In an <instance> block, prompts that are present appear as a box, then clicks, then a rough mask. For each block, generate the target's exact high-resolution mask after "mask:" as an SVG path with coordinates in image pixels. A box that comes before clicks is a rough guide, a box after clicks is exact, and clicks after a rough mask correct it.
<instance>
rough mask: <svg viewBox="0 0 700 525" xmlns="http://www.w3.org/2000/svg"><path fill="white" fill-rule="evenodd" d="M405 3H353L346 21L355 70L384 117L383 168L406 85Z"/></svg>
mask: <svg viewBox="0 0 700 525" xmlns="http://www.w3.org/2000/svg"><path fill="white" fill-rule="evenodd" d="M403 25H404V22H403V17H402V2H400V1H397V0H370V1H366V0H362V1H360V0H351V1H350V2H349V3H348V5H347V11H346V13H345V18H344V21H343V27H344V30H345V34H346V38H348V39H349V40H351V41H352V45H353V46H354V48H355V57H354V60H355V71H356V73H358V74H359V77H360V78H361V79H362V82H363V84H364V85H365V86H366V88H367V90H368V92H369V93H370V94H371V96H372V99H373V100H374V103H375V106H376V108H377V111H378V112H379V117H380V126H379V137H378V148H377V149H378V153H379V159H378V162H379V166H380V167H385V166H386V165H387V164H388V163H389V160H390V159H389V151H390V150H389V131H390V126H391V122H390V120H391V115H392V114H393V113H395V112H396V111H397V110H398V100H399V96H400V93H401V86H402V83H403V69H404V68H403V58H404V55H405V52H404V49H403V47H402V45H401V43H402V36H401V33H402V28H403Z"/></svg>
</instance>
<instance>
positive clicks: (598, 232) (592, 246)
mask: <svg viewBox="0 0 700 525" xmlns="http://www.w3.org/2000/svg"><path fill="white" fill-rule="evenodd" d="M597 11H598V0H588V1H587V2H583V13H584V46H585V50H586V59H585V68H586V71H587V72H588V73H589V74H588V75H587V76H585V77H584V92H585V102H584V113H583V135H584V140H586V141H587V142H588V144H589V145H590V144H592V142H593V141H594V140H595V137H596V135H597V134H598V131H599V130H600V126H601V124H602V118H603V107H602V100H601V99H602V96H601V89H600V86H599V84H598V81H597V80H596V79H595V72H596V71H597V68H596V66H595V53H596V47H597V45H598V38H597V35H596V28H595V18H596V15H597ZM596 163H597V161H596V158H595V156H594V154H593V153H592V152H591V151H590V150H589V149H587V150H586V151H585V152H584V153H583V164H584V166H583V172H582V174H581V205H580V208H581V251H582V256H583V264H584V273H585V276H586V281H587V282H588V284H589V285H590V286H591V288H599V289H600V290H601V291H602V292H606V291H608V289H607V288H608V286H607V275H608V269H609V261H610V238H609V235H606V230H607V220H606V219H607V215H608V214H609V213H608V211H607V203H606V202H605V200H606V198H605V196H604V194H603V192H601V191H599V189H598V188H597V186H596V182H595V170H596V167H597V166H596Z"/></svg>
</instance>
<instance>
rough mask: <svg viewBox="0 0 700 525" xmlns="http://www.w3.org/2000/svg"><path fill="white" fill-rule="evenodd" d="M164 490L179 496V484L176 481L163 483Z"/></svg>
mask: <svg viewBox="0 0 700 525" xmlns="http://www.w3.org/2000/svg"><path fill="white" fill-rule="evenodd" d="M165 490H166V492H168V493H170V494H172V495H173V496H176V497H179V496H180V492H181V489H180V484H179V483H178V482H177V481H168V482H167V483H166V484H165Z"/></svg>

(Action item)
Reproduce the records above word for word.

(Exercise output)
In an <instance> block, prompts that are present appear as a box, then clicks, then a rough mask. For each block, generate the target's exact high-resolution mask after "mask:" as an SVG path with coordinates in image pixels. A box that comes before clicks is a rough guide, a box after clicks is exact, and clicks after a rough mask correct it.
<instance>
rough mask: <svg viewBox="0 0 700 525" xmlns="http://www.w3.org/2000/svg"><path fill="white" fill-rule="evenodd" d="M405 3H353L346 21L355 70L384 117L383 168L406 85Z"/></svg>
mask: <svg viewBox="0 0 700 525" xmlns="http://www.w3.org/2000/svg"><path fill="white" fill-rule="evenodd" d="M403 25H404V22H403V17H402V2H400V1H397V0H370V1H366V0H362V1H360V0H351V1H350V2H349V3H348V5H347V11H346V13H345V18H344V21H343V27H344V30H345V34H346V38H348V39H349V40H351V41H352V45H353V46H354V48H355V57H354V60H355V71H356V73H358V74H359V77H360V78H361V79H362V82H363V84H364V85H365V86H366V88H367V90H368V92H369V93H370V94H371V96H372V99H373V100H374V103H375V106H376V108H377V111H378V112H379V117H380V126H379V137H378V148H377V149H378V153H379V159H378V162H379V166H380V167H385V166H386V165H387V164H388V163H389V160H390V159H389V151H390V150H389V131H390V126H391V122H390V120H391V115H392V114H393V113H395V112H396V111H397V110H398V100H399V96H400V93H401V86H402V83H403V69H404V68H403V58H404V55H405V52H404V49H403V47H402V45H401V43H402V36H401V33H402V28H403Z"/></svg>
</instance>
<instance>
positive clicks: (598, 232) (592, 246)
mask: <svg viewBox="0 0 700 525" xmlns="http://www.w3.org/2000/svg"><path fill="white" fill-rule="evenodd" d="M597 11H598V0H588V1H587V2H583V13H584V46H585V50H586V59H585V68H586V71H587V72H588V73H589V74H588V75H587V76H585V77H584V92H585V102H584V113H583V135H584V140H586V141H587V142H588V144H589V145H590V144H592V142H593V141H594V140H595V137H596V135H597V134H598V131H599V130H600V126H601V124H602V118H603V107H602V100H601V99H602V96H601V89H600V86H599V84H598V81H597V80H596V79H595V72H596V71H597V68H596V66H595V53H596V47H597V45H598V38H597V35H596V28H595V18H596V15H597ZM596 163H597V161H596V158H595V156H594V154H593V153H592V152H591V151H590V150H589V149H587V150H586V151H585V152H584V153H583V164H584V166H583V172H582V174H581V205H580V208H581V251H582V256H583V264H584V273H585V276H586V281H587V282H588V284H589V285H590V286H591V288H599V289H600V290H601V291H602V292H606V291H608V289H607V288H608V286H607V275H608V269H609V261H610V238H609V235H606V230H607V220H606V219H607V215H608V214H609V213H608V211H607V203H606V202H605V200H606V198H605V196H604V194H603V192H601V191H599V189H598V188H597V186H596V182H595V170H596V167H597V166H596Z"/></svg>
</instance>
<instance>
rough mask: <svg viewBox="0 0 700 525" xmlns="http://www.w3.org/2000/svg"><path fill="white" fill-rule="evenodd" d="M164 490L179 496V484L176 481L163 483Z"/></svg>
mask: <svg viewBox="0 0 700 525" xmlns="http://www.w3.org/2000/svg"><path fill="white" fill-rule="evenodd" d="M165 490H166V492H168V493H170V494H172V495H173V496H176V497H179V496H180V492H181V489H180V484H179V483H178V482H177V481H168V482H167V483H166V484H165Z"/></svg>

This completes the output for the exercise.